**PROBLEM:** Reproduce only the part of the records that opens with the line containing "metal roof and" and closes with the line containing "[899,419,1024,505]", renaming every "t-shirt" to "tee shirt" and leaving all else unchanged.

**RECORDS FOR PROCESSING:**
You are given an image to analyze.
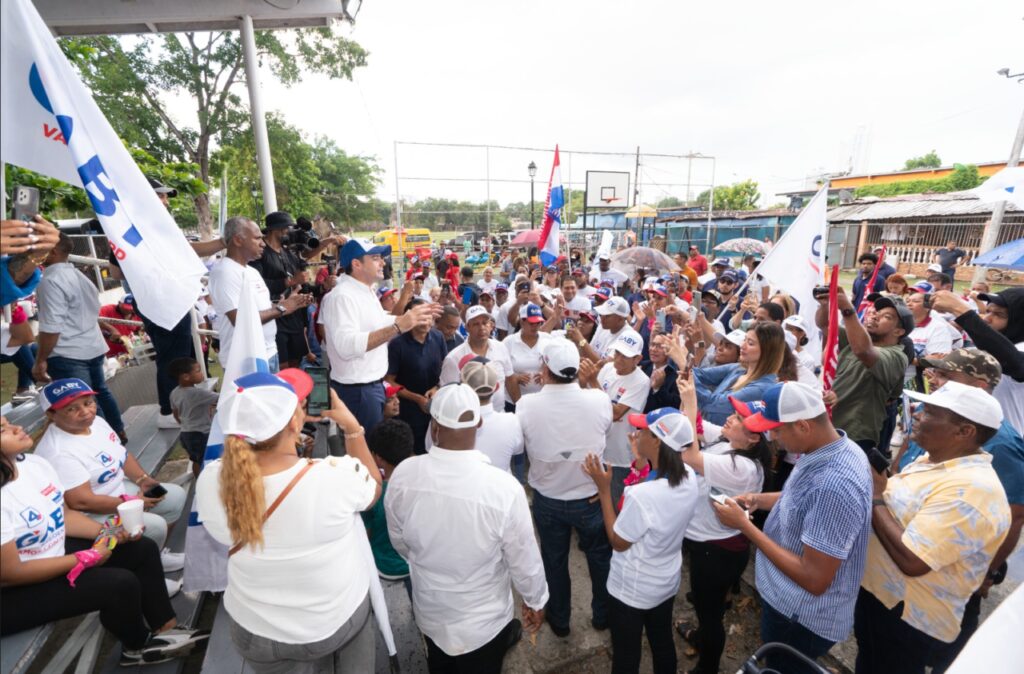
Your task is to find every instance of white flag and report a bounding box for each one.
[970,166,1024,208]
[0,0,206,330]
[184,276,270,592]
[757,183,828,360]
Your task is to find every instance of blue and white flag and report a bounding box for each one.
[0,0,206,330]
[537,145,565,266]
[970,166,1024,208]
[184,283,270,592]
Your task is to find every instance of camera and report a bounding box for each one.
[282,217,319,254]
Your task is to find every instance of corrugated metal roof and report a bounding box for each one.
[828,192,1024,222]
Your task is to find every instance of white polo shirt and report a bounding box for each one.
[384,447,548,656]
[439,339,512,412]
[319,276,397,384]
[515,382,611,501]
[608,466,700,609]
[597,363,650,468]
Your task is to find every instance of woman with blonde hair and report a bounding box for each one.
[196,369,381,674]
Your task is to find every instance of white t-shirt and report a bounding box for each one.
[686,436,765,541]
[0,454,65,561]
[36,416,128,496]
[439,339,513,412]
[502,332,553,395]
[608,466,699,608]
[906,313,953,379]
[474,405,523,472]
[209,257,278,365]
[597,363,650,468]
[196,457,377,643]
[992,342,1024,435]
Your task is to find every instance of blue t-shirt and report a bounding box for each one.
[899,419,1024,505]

==

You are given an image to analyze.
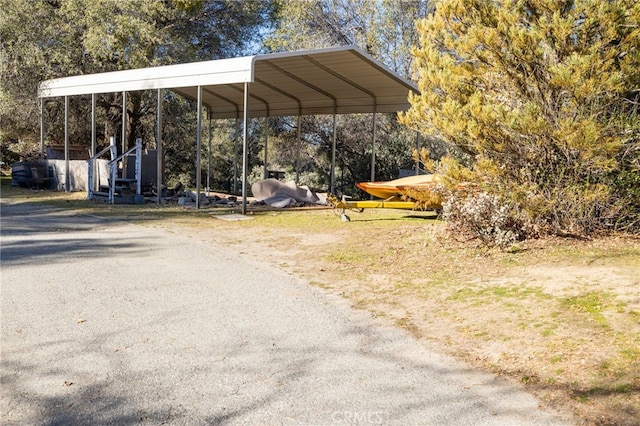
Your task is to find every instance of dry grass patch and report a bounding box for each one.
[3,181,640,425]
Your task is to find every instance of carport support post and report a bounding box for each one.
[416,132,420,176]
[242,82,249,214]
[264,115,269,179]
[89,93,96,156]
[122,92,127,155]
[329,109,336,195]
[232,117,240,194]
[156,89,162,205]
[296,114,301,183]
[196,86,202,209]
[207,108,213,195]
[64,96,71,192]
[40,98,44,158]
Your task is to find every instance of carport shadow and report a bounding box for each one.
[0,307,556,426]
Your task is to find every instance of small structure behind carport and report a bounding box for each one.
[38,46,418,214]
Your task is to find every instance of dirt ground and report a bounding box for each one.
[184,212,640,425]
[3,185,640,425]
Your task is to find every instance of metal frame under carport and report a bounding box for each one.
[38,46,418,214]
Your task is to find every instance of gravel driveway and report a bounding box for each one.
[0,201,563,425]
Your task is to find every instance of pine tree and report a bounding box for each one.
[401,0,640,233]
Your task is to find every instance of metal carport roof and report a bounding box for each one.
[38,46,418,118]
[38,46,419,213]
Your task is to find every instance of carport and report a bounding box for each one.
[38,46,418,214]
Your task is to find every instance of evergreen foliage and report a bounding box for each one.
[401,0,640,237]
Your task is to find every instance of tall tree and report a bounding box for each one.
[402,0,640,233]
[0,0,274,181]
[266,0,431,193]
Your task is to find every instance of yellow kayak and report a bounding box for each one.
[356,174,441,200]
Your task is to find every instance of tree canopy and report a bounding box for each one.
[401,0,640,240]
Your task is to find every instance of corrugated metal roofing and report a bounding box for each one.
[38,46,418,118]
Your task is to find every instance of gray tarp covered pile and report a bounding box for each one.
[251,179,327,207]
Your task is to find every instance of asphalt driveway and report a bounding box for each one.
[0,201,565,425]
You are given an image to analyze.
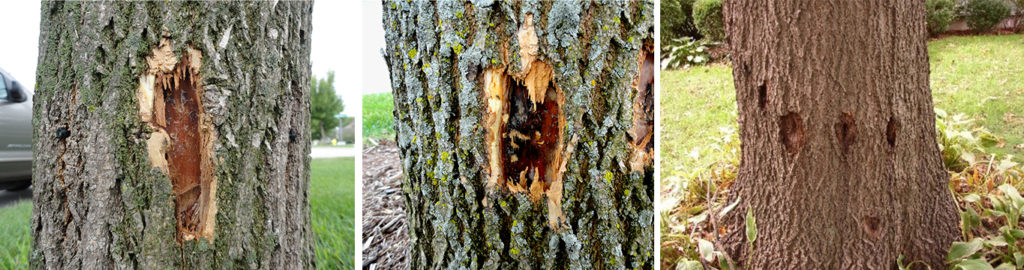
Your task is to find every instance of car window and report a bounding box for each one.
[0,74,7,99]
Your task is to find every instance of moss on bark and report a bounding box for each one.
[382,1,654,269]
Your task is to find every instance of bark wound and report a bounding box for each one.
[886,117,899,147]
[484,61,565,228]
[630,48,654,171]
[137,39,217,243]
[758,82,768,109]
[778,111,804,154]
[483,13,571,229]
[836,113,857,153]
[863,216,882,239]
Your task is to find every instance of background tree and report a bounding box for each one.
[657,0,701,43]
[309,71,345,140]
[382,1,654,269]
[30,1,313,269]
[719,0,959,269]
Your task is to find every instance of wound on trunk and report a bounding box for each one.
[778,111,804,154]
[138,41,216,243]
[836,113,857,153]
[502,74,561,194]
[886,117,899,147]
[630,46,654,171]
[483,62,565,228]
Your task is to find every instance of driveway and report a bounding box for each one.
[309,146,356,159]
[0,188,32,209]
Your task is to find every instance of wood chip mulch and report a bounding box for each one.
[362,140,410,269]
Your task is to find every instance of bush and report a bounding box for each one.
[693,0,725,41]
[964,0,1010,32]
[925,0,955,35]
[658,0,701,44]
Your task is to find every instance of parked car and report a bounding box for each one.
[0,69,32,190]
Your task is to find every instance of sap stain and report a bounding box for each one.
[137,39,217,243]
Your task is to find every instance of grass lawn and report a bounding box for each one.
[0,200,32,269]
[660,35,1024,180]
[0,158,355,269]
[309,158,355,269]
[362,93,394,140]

...

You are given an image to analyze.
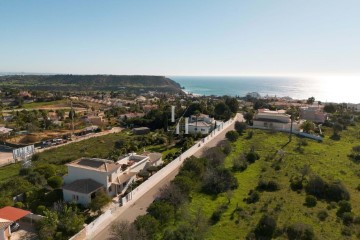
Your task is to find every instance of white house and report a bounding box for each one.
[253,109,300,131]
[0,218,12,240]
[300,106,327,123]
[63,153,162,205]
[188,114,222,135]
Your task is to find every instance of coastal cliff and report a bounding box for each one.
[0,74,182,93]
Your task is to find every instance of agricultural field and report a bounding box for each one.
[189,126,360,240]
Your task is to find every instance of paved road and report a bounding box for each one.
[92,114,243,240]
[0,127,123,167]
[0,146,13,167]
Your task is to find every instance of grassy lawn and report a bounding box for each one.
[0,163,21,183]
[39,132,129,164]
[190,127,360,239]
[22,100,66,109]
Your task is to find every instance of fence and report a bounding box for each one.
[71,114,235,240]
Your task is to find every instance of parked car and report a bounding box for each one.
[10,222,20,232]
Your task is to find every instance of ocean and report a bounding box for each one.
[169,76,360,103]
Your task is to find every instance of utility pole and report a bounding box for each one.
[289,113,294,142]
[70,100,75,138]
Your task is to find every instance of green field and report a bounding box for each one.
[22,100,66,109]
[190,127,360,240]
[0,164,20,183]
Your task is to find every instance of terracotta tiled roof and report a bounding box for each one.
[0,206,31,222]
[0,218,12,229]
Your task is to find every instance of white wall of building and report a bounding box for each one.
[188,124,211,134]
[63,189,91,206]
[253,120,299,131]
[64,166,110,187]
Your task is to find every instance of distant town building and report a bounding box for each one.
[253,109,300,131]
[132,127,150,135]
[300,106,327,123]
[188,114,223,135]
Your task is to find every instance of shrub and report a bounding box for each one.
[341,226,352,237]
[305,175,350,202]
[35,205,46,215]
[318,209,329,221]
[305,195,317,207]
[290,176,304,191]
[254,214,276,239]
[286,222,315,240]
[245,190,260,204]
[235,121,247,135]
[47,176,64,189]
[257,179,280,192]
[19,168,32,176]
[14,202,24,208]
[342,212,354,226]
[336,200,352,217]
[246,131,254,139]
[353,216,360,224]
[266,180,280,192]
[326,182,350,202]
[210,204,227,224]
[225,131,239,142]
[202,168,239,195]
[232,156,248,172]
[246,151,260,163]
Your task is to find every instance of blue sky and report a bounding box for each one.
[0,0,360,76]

**PROBLEM SOLUTION:**
Your task is to find every instance of corrugated metal roof and report a bounding box for each one.
[828,192,1024,222]
Your task is to find every instance of white polo shirt and report a bounding box for each one.
[384,447,548,656]
[439,339,512,412]
[319,276,397,384]
[515,382,611,501]
[608,466,700,609]
[597,363,650,468]
Your task is to find every instance of woman with blonde hair and report a bounding box for each one.
[196,369,381,674]
Your task is to find every instance of white tee shirt and report a bounding box for each one.
[686,436,765,541]
[0,454,65,561]
[36,416,128,496]
[439,339,513,412]
[502,332,553,395]
[608,466,699,608]
[906,313,953,379]
[474,405,523,472]
[209,257,278,365]
[597,363,650,468]
[196,457,377,643]
[992,342,1024,435]
Your task is to find every instance of blue tee shirt and report a bounding box for each one.
[899,419,1024,505]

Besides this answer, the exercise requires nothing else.